WHAT IS EXPECTED: In the entries that follow, the first line to write out is the one containing "Find the cow's leg in this photo.", and the last is the one containing "Find the gosling in this photo.". Reproduce that stretch exactly, with nothing before or after it.

RECORDS FOR THIS EXERCISE:
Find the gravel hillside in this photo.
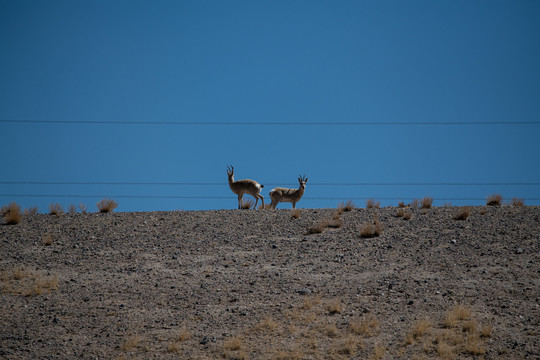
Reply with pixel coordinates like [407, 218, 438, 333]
[1, 205, 538, 359]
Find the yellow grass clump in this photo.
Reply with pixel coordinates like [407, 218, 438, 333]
[2, 202, 22, 225]
[97, 198, 118, 213]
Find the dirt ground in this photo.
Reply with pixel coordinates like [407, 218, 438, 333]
[0, 205, 538, 359]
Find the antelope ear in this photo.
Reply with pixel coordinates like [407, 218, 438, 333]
[305, 177, 308, 183]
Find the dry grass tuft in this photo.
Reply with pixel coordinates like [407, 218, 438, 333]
[79, 203, 88, 213]
[396, 208, 412, 220]
[486, 193, 502, 206]
[305, 220, 328, 235]
[337, 200, 356, 214]
[120, 335, 142, 351]
[480, 324, 492, 338]
[240, 199, 253, 209]
[1, 267, 58, 296]
[168, 326, 191, 354]
[453, 206, 471, 220]
[223, 336, 243, 351]
[444, 305, 471, 328]
[68, 204, 77, 214]
[371, 343, 386, 359]
[256, 317, 279, 333]
[326, 300, 343, 315]
[350, 315, 379, 337]
[359, 219, 383, 238]
[335, 336, 363, 356]
[511, 197, 524, 206]
[327, 217, 343, 228]
[397, 201, 408, 208]
[97, 198, 118, 213]
[24, 206, 38, 215]
[410, 199, 420, 208]
[2, 202, 22, 225]
[49, 203, 63, 216]
[366, 198, 380, 209]
[290, 209, 301, 219]
[408, 318, 432, 343]
[421, 196, 433, 209]
[42, 233, 54, 246]
[463, 335, 486, 355]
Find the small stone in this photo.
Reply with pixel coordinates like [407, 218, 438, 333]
[516, 248, 524, 254]
[298, 288, 311, 295]
[407, 300, 414, 305]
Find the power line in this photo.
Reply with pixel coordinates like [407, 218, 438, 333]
[1, 194, 539, 201]
[1, 181, 539, 186]
[1, 120, 539, 126]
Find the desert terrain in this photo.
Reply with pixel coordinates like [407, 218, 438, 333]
[0, 205, 538, 359]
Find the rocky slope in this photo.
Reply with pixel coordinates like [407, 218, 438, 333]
[0, 205, 538, 359]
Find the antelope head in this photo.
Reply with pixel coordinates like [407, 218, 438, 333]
[298, 174, 308, 189]
[227, 165, 234, 177]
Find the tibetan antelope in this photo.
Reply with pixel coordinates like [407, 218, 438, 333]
[226, 165, 264, 209]
[269, 175, 308, 209]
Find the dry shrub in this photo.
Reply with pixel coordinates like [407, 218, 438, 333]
[372, 343, 386, 359]
[2, 202, 22, 225]
[421, 196, 433, 209]
[291, 209, 301, 219]
[437, 341, 455, 359]
[97, 198, 118, 213]
[335, 336, 363, 356]
[350, 315, 379, 337]
[337, 200, 356, 213]
[396, 208, 411, 220]
[325, 323, 339, 337]
[327, 300, 342, 315]
[410, 199, 420, 208]
[366, 198, 380, 209]
[68, 204, 77, 214]
[327, 217, 343, 228]
[42, 233, 54, 246]
[305, 220, 328, 235]
[256, 317, 279, 333]
[359, 219, 383, 238]
[480, 324, 492, 338]
[223, 336, 243, 351]
[168, 326, 191, 354]
[397, 201, 408, 208]
[176, 325, 192, 342]
[444, 305, 471, 328]
[463, 335, 486, 355]
[1, 267, 58, 296]
[240, 199, 253, 209]
[275, 348, 304, 360]
[453, 207, 471, 220]
[486, 193, 502, 206]
[511, 197, 524, 206]
[78, 203, 88, 213]
[301, 295, 321, 310]
[167, 341, 182, 354]
[409, 318, 432, 342]
[120, 335, 142, 351]
[24, 206, 38, 215]
[49, 203, 63, 216]
[462, 320, 478, 333]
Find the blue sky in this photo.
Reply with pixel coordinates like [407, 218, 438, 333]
[1, 0, 539, 212]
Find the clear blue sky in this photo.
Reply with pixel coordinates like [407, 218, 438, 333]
[1, 0, 539, 212]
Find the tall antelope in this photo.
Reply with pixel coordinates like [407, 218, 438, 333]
[226, 165, 264, 209]
[269, 175, 308, 209]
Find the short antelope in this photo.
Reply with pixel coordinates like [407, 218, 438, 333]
[226, 165, 264, 209]
[269, 175, 308, 209]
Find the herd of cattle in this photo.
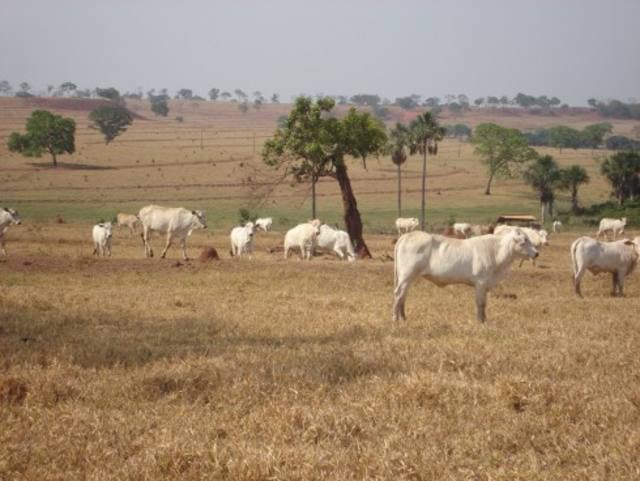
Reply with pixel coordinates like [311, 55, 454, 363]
[1, 205, 638, 322]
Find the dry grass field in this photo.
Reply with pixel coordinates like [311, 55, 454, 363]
[2, 97, 640, 480]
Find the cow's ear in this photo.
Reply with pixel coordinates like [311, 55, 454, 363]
[192, 210, 196, 215]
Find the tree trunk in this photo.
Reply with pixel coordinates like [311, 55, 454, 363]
[311, 176, 317, 219]
[420, 148, 427, 230]
[397, 162, 402, 218]
[335, 162, 371, 259]
[51, 151, 57, 167]
[571, 187, 579, 214]
[484, 170, 494, 195]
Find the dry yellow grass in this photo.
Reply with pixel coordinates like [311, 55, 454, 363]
[1, 224, 640, 480]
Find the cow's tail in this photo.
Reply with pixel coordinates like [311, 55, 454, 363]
[393, 235, 401, 291]
[570, 238, 580, 277]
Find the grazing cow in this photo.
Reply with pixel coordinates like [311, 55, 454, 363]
[453, 222, 472, 238]
[316, 224, 356, 261]
[138, 205, 207, 260]
[0, 207, 22, 256]
[470, 224, 495, 236]
[395, 217, 419, 234]
[571, 236, 640, 297]
[116, 213, 140, 235]
[284, 219, 322, 260]
[230, 222, 257, 259]
[92, 222, 113, 257]
[392, 229, 538, 322]
[494, 225, 549, 266]
[597, 217, 627, 240]
[255, 217, 273, 232]
[552, 220, 562, 233]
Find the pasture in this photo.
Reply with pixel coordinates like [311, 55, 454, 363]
[2, 98, 640, 479]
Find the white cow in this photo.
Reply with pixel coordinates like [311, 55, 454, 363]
[571, 236, 640, 297]
[597, 217, 627, 240]
[255, 217, 273, 232]
[316, 224, 356, 261]
[284, 219, 322, 260]
[395, 217, 419, 234]
[552, 220, 562, 233]
[453, 222, 472, 238]
[0, 207, 22, 256]
[116, 213, 140, 235]
[92, 222, 113, 257]
[230, 221, 256, 259]
[392, 229, 538, 322]
[494, 225, 549, 266]
[138, 205, 207, 260]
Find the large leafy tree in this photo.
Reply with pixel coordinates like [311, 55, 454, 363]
[560, 165, 590, 213]
[89, 105, 133, 144]
[600, 152, 640, 206]
[8, 110, 75, 167]
[408, 112, 445, 230]
[150, 94, 169, 117]
[388, 123, 410, 218]
[263, 96, 387, 258]
[472, 123, 537, 195]
[523, 155, 562, 223]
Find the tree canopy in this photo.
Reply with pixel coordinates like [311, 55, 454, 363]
[89, 105, 133, 144]
[523, 154, 562, 222]
[600, 152, 640, 206]
[8, 110, 75, 167]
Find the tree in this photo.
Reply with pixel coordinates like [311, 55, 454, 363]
[7, 110, 75, 167]
[548, 125, 582, 151]
[238, 101, 249, 114]
[388, 123, 410, 218]
[349, 94, 381, 107]
[150, 95, 169, 117]
[89, 105, 133, 144]
[0, 80, 12, 96]
[474, 97, 484, 107]
[19, 82, 31, 94]
[234, 89, 247, 101]
[587, 98, 598, 108]
[560, 165, 590, 213]
[581, 123, 613, 149]
[394, 94, 421, 110]
[423, 97, 440, 108]
[176, 89, 193, 100]
[220, 91, 232, 101]
[58, 82, 77, 96]
[96, 87, 120, 101]
[472, 123, 537, 195]
[263, 97, 387, 258]
[600, 152, 640, 206]
[208, 88, 220, 101]
[523, 154, 562, 223]
[408, 112, 445, 230]
[271, 93, 280, 103]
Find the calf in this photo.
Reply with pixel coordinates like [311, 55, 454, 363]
[284, 219, 322, 260]
[571, 236, 640, 297]
[230, 222, 257, 259]
[255, 217, 273, 232]
[116, 213, 140, 235]
[395, 217, 419, 234]
[92, 222, 113, 257]
[597, 217, 627, 241]
[552, 220, 562, 233]
[316, 224, 356, 261]
[392, 229, 538, 322]
[0, 207, 22, 256]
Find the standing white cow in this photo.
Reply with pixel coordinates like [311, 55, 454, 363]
[392, 229, 538, 322]
[116, 213, 140, 235]
[230, 222, 256, 259]
[571, 236, 640, 297]
[316, 224, 356, 261]
[0, 207, 22, 256]
[138, 205, 207, 260]
[284, 219, 322, 260]
[395, 217, 419, 234]
[92, 222, 113, 257]
[453, 223, 473, 238]
[597, 217, 627, 240]
[552, 220, 562, 233]
[255, 217, 273, 232]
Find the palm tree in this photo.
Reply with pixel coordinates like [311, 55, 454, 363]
[600, 152, 640, 206]
[388, 123, 410, 218]
[523, 154, 562, 223]
[560, 165, 590, 214]
[408, 112, 445, 230]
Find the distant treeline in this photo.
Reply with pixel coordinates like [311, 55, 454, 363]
[523, 123, 640, 151]
[588, 98, 640, 120]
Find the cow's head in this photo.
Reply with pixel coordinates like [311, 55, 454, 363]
[3, 207, 21, 225]
[621, 217, 628, 226]
[539, 229, 549, 246]
[98, 222, 113, 238]
[509, 228, 538, 259]
[309, 218, 322, 237]
[191, 210, 207, 230]
[245, 221, 256, 237]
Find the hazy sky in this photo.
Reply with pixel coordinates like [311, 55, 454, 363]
[1, 0, 639, 105]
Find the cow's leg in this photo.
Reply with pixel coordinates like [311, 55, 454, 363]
[612, 271, 625, 297]
[0, 236, 6, 256]
[475, 285, 488, 323]
[160, 233, 173, 259]
[617, 272, 625, 297]
[392, 269, 419, 322]
[334, 246, 345, 260]
[573, 265, 586, 297]
[107, 239, 112, 257]
[284, 242, 290, 259]
[142, 227, 153, 257]
[93, 242, 99, 256]
[180, 238, 189, 261]
[299, 242, 306, 260]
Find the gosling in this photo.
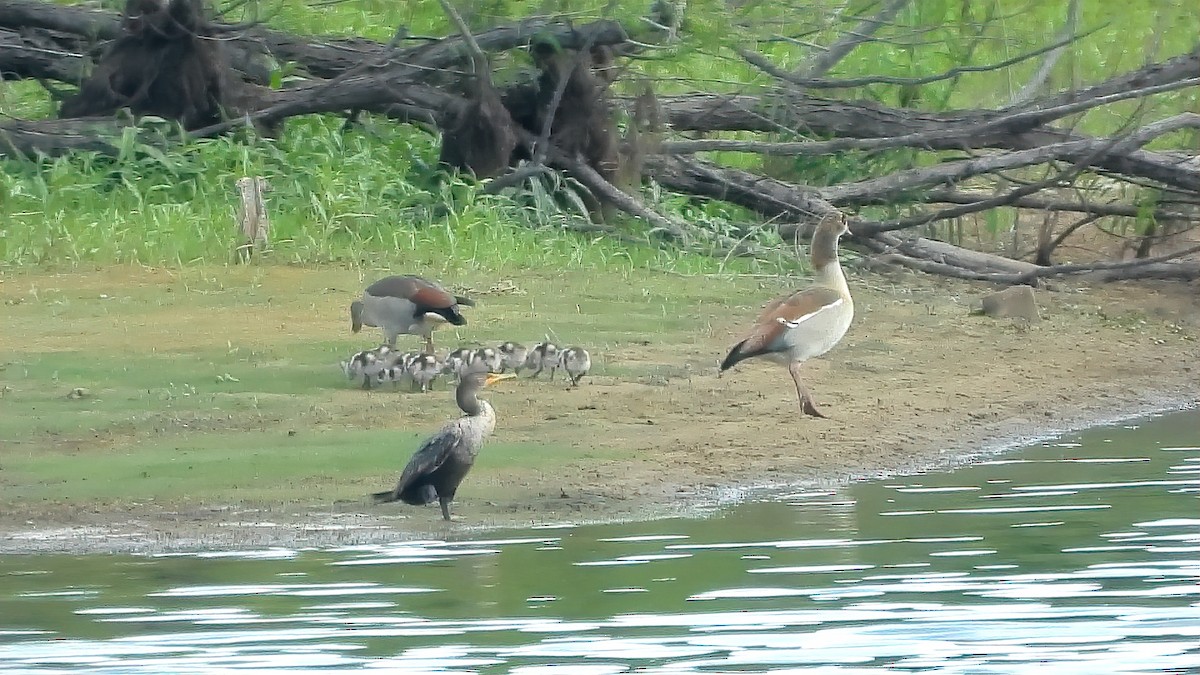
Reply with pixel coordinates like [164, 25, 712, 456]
[560, 346, 591, 387]
[341, 345, 394, 390]
[407, 353, 441, 393]
[525, 341, 561, 380]
[498, 341, 528, 374]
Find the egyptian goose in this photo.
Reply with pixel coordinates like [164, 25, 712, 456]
[525, 341, 561, 379]
[350, 275, 475, 353]
[372, 362, 516, 520]
[719, 212, 853, 418]
[560, 346, 591, 387]
[497, 341, 528, 374]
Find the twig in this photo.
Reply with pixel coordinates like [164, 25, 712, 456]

TASK RESPONSE:
Find the cow's leg in this photo.
Reply with pixel coordinates like [311, 55, 454, 363]
[612, 271, 625, 297]
[0, 236, 6, 256]
[475, 285, 488, 323]
[160, 233, 173, 259]
[617, 272, 625, 297]
[392, 269, 419, 322]
[334, 246, 345, 260]
[573, 265, 586, 297]
[107, 239, 112, 257]
[284, 242, 290, 259]
[142, 227, 153, 257]
[93, 242, 99, 256]
[180, 238, 189, 261]
[299, 242, 306, 260]
Find the gosling in this photo.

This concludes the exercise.